↓

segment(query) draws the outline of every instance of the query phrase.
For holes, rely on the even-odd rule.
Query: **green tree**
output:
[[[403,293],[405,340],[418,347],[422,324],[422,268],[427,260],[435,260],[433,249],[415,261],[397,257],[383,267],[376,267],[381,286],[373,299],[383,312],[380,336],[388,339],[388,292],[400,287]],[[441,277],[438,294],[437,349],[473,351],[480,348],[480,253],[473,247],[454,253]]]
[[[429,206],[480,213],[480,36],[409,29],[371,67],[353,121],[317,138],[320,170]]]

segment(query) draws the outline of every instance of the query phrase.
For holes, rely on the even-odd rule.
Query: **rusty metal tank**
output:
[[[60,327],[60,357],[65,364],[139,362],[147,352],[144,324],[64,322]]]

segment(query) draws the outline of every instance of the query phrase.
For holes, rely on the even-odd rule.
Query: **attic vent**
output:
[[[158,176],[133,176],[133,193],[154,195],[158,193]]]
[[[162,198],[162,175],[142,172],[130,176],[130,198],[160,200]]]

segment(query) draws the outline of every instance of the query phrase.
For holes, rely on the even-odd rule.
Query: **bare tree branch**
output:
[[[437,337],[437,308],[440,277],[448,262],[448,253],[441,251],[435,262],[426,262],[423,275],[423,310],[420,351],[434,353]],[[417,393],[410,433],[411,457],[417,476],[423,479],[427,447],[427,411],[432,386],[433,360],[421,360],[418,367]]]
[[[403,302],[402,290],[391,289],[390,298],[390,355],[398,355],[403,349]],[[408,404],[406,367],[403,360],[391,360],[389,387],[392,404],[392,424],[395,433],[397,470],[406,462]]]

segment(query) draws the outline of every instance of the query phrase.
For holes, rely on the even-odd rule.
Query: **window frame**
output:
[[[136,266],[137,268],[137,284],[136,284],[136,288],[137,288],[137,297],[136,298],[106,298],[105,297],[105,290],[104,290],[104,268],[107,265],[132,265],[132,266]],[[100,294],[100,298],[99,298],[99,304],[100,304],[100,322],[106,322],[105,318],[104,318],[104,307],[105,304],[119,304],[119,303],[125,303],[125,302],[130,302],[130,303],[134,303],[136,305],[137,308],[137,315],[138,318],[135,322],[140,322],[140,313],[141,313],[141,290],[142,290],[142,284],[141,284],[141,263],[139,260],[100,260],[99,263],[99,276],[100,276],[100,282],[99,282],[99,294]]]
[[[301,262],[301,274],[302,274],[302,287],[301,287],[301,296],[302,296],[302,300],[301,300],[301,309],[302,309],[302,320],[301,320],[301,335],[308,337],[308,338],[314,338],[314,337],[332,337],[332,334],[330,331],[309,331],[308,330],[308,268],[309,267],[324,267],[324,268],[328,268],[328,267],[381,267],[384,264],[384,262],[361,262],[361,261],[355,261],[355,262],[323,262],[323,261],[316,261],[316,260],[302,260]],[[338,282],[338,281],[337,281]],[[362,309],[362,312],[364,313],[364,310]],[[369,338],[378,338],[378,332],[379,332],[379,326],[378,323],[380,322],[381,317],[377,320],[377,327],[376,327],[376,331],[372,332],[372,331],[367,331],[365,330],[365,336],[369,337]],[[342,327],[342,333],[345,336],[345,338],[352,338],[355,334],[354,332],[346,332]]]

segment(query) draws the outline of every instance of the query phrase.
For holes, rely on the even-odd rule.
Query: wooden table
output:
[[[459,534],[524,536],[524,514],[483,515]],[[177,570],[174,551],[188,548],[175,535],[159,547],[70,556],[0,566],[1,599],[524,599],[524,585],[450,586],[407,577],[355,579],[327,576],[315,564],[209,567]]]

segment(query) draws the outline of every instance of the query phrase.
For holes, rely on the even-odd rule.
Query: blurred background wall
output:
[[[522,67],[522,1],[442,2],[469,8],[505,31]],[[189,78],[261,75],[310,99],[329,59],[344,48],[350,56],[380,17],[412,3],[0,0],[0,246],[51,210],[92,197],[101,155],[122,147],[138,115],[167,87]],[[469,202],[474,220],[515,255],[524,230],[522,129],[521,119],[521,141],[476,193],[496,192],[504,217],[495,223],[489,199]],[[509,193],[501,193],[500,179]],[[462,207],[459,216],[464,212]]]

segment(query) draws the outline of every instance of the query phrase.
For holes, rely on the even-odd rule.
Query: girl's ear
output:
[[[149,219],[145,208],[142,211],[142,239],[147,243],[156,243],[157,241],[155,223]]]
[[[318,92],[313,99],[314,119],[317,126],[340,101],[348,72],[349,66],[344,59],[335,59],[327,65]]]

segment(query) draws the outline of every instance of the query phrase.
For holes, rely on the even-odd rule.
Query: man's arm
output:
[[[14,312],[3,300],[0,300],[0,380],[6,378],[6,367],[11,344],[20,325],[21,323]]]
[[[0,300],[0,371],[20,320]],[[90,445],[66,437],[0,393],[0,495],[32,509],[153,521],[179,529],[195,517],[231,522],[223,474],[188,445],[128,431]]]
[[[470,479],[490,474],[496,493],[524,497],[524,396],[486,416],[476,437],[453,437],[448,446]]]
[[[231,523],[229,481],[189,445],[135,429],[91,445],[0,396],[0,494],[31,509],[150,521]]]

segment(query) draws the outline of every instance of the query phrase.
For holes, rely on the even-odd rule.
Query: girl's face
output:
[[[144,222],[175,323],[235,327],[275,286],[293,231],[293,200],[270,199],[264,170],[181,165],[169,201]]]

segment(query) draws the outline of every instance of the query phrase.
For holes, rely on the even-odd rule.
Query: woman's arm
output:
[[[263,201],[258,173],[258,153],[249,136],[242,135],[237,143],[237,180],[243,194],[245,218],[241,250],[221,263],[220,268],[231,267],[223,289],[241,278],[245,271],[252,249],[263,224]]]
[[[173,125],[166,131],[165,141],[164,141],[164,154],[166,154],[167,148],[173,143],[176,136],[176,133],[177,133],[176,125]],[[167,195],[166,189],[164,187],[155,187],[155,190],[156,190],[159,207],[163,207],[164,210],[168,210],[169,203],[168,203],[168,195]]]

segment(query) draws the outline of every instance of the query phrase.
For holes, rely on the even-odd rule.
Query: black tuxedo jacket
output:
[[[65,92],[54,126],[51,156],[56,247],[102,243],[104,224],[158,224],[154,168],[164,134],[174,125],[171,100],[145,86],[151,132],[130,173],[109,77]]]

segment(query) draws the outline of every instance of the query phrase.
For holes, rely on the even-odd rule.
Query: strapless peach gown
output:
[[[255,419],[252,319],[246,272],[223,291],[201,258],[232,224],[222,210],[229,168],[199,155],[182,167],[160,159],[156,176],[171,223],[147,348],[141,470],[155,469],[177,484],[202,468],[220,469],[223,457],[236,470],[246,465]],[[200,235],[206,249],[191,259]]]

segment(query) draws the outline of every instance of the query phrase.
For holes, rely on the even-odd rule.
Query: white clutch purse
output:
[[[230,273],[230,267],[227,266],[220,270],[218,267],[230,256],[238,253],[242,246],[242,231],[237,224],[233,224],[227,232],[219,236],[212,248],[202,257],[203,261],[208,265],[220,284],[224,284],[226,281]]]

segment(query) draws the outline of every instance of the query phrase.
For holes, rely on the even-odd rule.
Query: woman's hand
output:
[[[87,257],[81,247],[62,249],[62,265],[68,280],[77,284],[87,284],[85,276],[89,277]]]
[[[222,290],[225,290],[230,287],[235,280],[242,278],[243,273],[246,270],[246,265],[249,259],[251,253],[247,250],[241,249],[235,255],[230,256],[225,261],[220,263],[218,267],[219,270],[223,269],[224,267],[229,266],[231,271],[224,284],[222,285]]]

↑
↓

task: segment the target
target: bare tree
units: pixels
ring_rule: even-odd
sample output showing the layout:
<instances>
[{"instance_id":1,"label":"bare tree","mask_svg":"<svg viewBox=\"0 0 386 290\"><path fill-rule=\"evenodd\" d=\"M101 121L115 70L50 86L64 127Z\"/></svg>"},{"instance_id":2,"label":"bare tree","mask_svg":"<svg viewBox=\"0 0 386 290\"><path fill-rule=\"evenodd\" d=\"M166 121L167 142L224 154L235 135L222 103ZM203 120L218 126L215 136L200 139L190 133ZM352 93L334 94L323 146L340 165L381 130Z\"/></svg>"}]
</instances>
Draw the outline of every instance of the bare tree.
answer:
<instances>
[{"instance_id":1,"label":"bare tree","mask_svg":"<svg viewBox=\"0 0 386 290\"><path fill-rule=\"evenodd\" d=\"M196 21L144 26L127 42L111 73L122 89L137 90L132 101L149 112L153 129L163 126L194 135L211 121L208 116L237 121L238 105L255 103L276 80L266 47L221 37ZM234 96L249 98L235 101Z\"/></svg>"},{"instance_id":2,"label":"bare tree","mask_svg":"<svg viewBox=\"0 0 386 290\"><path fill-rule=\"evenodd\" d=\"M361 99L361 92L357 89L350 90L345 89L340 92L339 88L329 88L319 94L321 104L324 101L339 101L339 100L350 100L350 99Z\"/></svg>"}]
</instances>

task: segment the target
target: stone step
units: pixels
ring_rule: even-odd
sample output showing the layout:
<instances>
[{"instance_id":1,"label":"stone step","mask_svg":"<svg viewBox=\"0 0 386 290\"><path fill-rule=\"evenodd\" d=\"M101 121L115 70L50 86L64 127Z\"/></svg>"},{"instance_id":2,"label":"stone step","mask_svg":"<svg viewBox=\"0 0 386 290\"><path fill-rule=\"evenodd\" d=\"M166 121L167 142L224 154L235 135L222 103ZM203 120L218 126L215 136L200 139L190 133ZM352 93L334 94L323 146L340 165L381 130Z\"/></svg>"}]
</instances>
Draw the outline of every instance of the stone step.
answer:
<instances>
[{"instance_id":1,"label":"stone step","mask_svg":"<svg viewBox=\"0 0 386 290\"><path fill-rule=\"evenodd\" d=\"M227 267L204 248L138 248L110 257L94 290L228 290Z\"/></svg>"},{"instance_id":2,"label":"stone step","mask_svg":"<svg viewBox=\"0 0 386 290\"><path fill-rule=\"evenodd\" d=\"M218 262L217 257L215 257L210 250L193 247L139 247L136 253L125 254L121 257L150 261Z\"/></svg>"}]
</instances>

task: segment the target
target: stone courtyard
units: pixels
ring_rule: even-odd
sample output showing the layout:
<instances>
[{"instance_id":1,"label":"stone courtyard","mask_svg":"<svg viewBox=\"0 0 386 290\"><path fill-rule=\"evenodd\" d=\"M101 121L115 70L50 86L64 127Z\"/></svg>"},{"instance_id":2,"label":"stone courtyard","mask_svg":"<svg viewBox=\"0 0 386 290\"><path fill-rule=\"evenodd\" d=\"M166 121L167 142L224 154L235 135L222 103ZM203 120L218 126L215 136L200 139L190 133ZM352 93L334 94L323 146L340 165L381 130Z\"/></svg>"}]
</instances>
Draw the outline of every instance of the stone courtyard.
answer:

↑

- **Instruction**: Pick out every line in the records above that contains the string "courtyard", and copy each of those lines in full. Case counts when matching.

- **The response**:
target: stone courtyard
[{"instance_id":1,"label":"stone courtyard","mask_svg":"<svg viewBox=\"0 0 386 290\"><path fill-rule=\"evenodd\" d=\"M101 121L115 70L50 86L64 127Z\"/></svg>"},{"instance_id":2,"label":"stone courtyard","mask_svg":"<svg viewBox=\"0 0 386 290\"><path fill-rule=\"evenodd\" d=\"M166 121L167 142L224 154L235 135L222 103ZM203 120L218 126L215 136L200 139L190 133ZM352 93L334 94L323 146L340 165L381 130Z\"/></svg>"}]
Draw the outline of every instance of the stone courtyard.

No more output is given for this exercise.